• Task details: Rewrite the records from their start through the line containing "508;388;559;445", swapping "yellow flag" for "orange flag" and keeping everything else the same. Omit the pictures.

━━━ Provided information ━━━

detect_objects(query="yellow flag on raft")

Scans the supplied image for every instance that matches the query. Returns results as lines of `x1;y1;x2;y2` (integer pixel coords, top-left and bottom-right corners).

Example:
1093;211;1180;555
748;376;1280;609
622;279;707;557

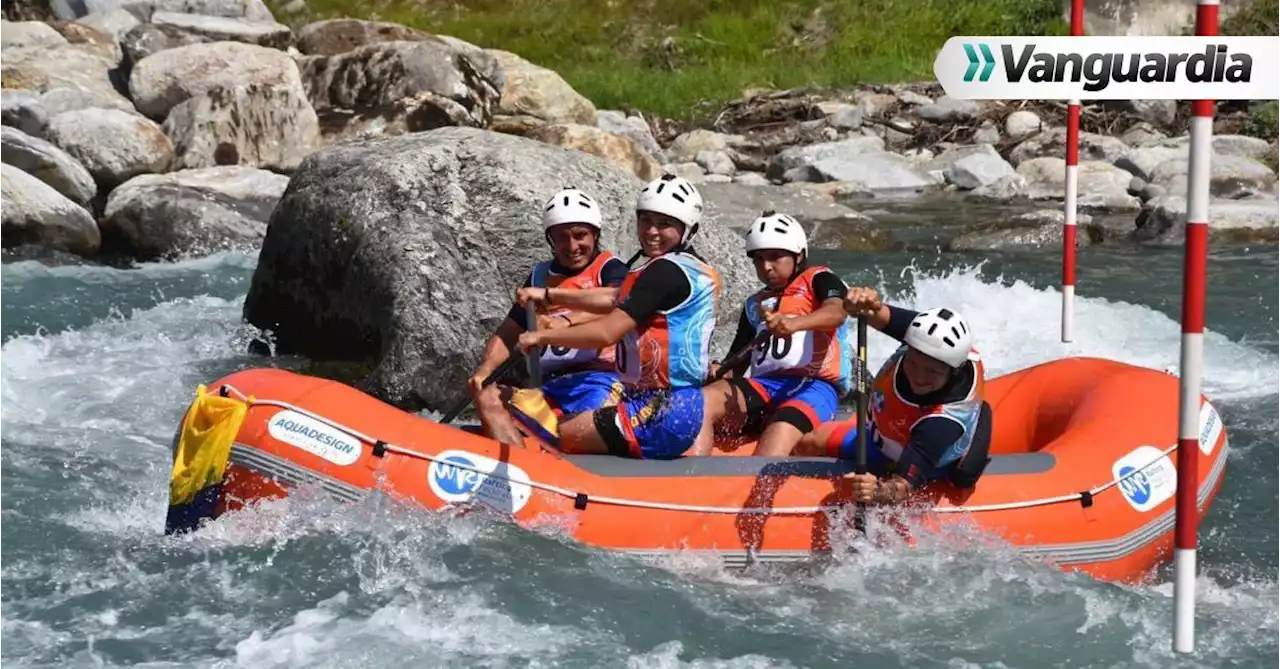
165;384;252;535
508;388;559;445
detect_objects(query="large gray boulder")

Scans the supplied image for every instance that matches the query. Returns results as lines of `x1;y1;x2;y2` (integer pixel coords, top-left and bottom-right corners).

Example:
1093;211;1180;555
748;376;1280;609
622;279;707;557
244;127;756;409
0;127;97;206
298;37;506;142
0;164;102;256
102;165;289;260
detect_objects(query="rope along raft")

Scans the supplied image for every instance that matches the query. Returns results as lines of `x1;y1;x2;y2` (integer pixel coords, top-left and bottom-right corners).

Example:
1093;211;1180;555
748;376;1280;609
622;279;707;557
220;384;1178;516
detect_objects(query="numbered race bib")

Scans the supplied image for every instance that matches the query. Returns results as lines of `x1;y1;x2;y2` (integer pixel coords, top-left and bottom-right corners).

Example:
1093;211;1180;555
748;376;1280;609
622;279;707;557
539;347;598;372
614;330;640;384
751;330;813;376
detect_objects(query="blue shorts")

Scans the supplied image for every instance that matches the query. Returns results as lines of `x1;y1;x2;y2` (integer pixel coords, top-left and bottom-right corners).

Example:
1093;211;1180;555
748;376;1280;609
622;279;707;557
742;376;840;432
596;388;704;460
543;371;623;414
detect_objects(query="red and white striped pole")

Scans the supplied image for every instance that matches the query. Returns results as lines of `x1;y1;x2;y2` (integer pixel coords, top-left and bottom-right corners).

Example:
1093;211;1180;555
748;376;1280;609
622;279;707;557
1174;0;1219;652
1062;0;1084;342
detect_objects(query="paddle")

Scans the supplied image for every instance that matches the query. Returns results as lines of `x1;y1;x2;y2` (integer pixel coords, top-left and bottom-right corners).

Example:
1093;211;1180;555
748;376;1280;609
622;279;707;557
703;330;772;385
440;251;641;425
525;302;543;388
854;316;868;535
440;348;524;425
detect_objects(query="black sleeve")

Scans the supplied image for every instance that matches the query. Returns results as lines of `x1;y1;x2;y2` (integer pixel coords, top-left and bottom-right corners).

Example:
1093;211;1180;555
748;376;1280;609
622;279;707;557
726;307;755;359
882;304;920;342
618;258;694;324
897;416;964;487
507;274;534;331
600;258;631;288
813;271;849;304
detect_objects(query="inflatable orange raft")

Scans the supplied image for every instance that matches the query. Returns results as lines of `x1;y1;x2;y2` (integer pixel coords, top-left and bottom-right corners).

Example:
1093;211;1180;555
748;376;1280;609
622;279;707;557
170;358;1228;581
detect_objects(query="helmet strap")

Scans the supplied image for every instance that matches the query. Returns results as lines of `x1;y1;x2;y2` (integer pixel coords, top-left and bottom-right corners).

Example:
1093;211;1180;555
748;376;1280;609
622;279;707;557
790;251;809;281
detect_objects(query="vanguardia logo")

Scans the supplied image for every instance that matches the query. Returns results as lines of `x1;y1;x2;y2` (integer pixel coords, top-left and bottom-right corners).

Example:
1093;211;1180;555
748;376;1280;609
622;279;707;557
934;36;1280;100
964;43;996;82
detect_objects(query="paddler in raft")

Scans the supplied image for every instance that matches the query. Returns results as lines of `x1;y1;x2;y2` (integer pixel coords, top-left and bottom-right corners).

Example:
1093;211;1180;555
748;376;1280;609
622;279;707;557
795;287;991;504
695;211;852;457
486;174;721;459
467;188;627;445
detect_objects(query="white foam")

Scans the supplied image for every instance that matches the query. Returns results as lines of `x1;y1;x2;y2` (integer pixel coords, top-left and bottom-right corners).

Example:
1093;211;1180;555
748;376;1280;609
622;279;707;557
867;267;1280;399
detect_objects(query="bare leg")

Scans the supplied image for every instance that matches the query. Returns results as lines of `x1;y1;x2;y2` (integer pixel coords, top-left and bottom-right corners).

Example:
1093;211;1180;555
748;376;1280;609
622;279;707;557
754;421;804;458
476;385;525;448
694;379;748;455
791;422;845;457
559;411;609;454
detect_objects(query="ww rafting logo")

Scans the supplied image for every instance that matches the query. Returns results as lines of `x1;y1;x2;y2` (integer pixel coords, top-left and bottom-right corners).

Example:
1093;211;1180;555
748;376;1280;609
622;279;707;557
933;36;1280;100
426;450;532;513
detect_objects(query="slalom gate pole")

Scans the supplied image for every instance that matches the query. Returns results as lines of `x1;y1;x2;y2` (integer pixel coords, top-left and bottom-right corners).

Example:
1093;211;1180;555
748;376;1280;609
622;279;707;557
1062;0;1084;342
1174;0;1219;652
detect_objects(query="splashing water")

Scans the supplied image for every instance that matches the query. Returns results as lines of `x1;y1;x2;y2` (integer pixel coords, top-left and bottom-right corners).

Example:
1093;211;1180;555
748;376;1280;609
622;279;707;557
0;255;1280;668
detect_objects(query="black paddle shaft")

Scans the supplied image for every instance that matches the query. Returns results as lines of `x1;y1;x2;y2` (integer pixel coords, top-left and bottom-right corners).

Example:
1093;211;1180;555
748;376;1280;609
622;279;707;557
854;317;870;533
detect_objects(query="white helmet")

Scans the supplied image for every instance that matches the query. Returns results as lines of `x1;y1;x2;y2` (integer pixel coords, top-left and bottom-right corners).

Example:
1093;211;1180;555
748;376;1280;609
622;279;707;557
543;188;604;233
904;308;973;370
636;174;703;244
746;211;809;253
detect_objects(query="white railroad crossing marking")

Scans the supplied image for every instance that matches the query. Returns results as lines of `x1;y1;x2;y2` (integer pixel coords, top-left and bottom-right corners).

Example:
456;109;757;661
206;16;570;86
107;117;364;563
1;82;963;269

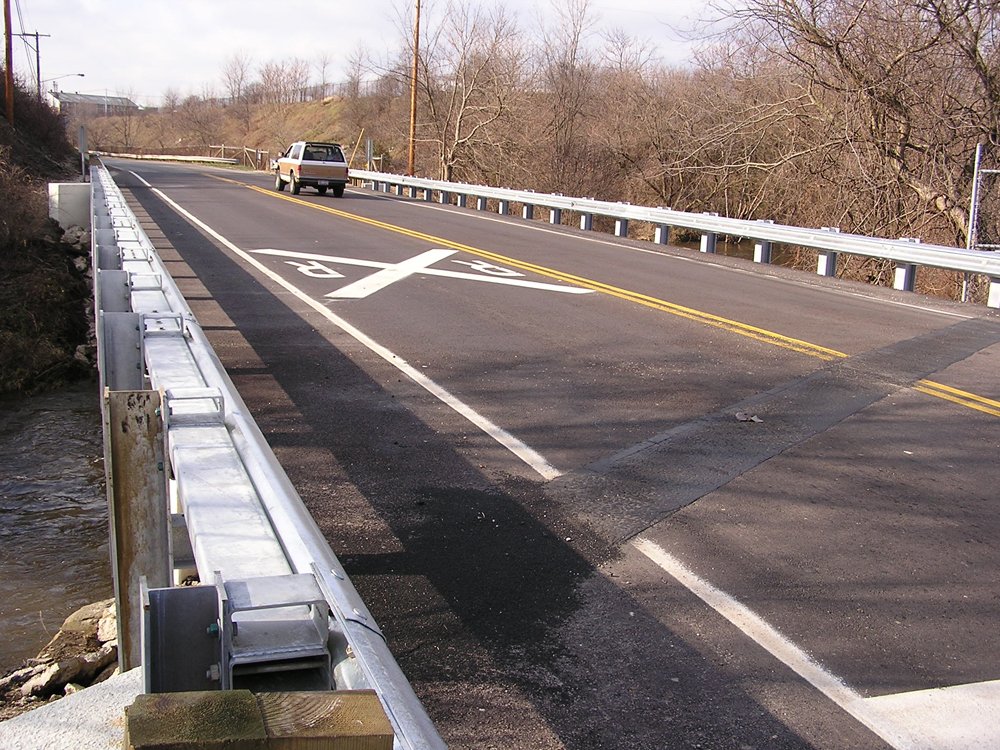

━━━

• Expected output:
detect_objects(query="orange flag on raft")

Scans the supplied image for every instance that matches the query. Returns results as lines of `x1;y1;x2;y2` (integer pixel coords, top-left and bottom-right corners).

Example:
1093;211;1180;555
748;376;1280;609
622;279;707;557

165;384;252;535
508;388;559;445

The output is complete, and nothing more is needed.